_Questions_
1. Transcribe the wildfire report, starting with "Some 200,000 people" and going on through "schools to close.".
2. According to the wildfire report, what kinds of areas did the wildfires roar through? List every one.

_Reading passage_
================================
Wildfires roared through canyons, hillsides and residential areas in densely populated Southern California for a fourth day on Thursday, while gusting winds hampered firefighters' efforts to knock down the flames.
Some 200,000 people have evacuated ahead of the fires, which have destroyed hundreds of homes and forced hundreds of Los Angeles-area schools to close.
Authorities feared the four major fires - ranging from Los Angeles up the Pacific coast to Santa Barbara County - would be whipped up by the region's notorious westward Santa Ana winds that could reach hurricane strength.
The winds, which blow in hot and dry from the California desert, could reach 75 miles per hour (120 km per hour) on Thursday and create "extreme fire danger," according to an alert sent by the countywide emergency system in Los Angeles. The National Weather Service said high winds were expected to continue at least through Saturday.
================================
_Records shown_
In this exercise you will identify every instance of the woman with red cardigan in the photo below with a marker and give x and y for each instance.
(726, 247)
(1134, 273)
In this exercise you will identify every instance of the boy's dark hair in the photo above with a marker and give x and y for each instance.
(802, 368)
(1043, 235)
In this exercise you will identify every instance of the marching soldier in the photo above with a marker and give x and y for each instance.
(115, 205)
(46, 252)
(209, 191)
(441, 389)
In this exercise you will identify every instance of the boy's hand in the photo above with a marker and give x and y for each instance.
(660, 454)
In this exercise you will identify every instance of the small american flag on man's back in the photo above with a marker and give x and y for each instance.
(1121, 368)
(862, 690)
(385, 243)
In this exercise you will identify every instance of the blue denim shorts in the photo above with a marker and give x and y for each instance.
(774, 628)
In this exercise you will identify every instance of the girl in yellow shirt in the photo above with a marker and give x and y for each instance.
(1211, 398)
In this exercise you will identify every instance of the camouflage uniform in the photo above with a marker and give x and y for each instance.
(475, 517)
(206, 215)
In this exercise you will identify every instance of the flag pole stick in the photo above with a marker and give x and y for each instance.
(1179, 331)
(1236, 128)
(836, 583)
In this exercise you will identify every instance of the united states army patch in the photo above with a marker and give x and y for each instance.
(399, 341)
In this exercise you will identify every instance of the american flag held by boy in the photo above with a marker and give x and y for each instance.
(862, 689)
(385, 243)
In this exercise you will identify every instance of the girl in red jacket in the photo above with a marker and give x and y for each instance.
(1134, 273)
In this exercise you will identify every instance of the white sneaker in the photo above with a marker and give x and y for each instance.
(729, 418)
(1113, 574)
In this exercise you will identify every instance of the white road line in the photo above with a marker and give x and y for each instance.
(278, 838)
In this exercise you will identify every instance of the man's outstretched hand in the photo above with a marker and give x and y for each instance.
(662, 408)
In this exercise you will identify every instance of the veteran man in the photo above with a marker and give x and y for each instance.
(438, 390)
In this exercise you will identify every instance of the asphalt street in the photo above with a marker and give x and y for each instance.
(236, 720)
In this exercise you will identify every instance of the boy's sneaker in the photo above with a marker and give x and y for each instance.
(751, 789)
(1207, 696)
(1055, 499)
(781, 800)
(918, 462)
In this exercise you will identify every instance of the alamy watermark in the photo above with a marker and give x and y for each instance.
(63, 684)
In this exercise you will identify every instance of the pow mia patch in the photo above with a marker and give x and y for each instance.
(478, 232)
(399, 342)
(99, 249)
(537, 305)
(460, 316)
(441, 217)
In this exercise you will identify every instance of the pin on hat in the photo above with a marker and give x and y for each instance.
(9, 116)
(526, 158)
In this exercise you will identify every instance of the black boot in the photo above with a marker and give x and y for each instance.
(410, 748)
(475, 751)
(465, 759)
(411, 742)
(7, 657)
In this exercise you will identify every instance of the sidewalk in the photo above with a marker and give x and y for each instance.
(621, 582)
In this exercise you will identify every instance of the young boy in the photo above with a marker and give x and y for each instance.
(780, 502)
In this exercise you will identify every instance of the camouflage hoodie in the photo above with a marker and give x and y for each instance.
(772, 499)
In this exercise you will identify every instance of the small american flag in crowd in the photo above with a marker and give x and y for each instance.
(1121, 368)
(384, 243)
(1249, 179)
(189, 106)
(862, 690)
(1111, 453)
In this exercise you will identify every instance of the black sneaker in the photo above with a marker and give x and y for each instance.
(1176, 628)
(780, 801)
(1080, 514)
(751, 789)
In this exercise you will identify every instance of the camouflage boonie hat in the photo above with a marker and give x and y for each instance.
================================
_Task-by-task solutions_
1.
Some 200,000 people have evacuated ahead of the fires, which have destroyed hundreds of homes and forced hundreds of Los Angeles-area schools to close.

2. Canyons, hillsides, residential areas